• _Dataset extract_:
━━━

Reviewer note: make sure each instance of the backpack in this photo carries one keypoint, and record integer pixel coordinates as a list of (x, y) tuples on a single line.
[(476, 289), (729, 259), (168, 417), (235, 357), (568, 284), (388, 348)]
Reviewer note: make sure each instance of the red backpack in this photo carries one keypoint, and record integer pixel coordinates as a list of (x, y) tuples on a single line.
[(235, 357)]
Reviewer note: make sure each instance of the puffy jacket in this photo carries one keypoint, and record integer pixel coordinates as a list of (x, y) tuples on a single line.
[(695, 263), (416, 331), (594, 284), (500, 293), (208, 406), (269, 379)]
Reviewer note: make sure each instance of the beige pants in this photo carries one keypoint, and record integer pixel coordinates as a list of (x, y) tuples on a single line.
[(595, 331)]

━━━

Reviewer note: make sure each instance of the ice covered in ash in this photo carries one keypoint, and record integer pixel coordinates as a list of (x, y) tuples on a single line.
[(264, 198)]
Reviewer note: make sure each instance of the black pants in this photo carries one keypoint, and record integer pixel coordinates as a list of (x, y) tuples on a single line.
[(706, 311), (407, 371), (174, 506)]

━━━

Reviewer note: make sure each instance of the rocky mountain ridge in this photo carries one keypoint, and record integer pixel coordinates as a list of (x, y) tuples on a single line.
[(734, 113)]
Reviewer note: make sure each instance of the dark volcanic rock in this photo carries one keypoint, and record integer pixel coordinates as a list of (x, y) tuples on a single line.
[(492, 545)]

━━━

Express the material as a JSON list of strings, one string per line and no blank lines, starting with the line that contains "Reviewer note: make sure each instance of the backpack" and going on through the line that contains "406), (269, 379)]".

• _Answer to this exercise_:
[
  "Reviewer note: make sure each instance of the backpack in this photo carries one keypoint, and record integer pixel coordinates as a list of (x, y) tuples on a single line.",
  "[(476, 289), (729, 259), (168, 417), (235, 357), (568, 284), (388, 348)]",
  "Reviewer note: make sure each instance of the red backpack in this photo carries one keypoint, and record integer pixel coordinates as a list of (x, y) tuples on a single line.",
  "[(235, 357)]",
  "Reviewer note: make sure each instance of the puffy jacket in this photo carries one keypoint, and record integer pixel coordinates as a list of (x, y) tuples on a single line.",
  "[(695, 263), (416, 331), (594, 284), (500, 293), (208, 406), (269, 379)]"
]